>> Start Source data

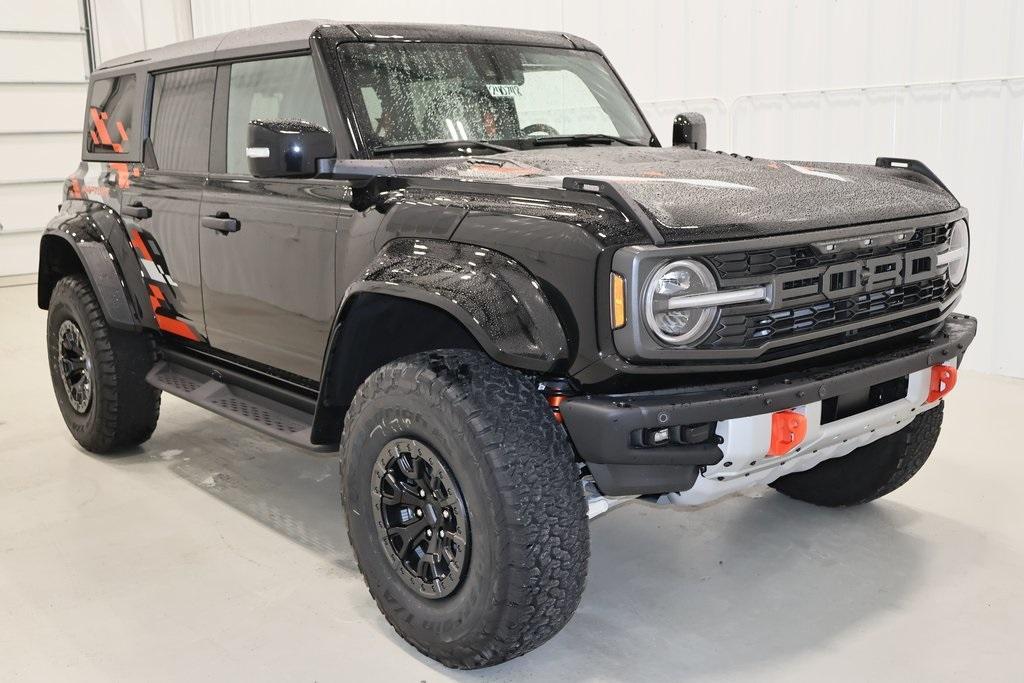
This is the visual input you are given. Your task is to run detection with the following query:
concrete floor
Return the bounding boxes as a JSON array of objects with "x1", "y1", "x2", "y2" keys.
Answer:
[{"x1": 0, "y1": 286, "x2": 1024, "y2": 681}]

>> End Source data

Task details:
Reproduce every line of the records above verbatim, omitting the pictures.

Answer:
This is the visual input you are given. Your task is to run detection with the following query:
concrete floor
Return the bounding boxes as a JSON array of objects with "x1", "y1", "x2", "y2" keys.
Answer:
[{"x1": 0, "y1": 286, "x2": 1024, "y2": 681}]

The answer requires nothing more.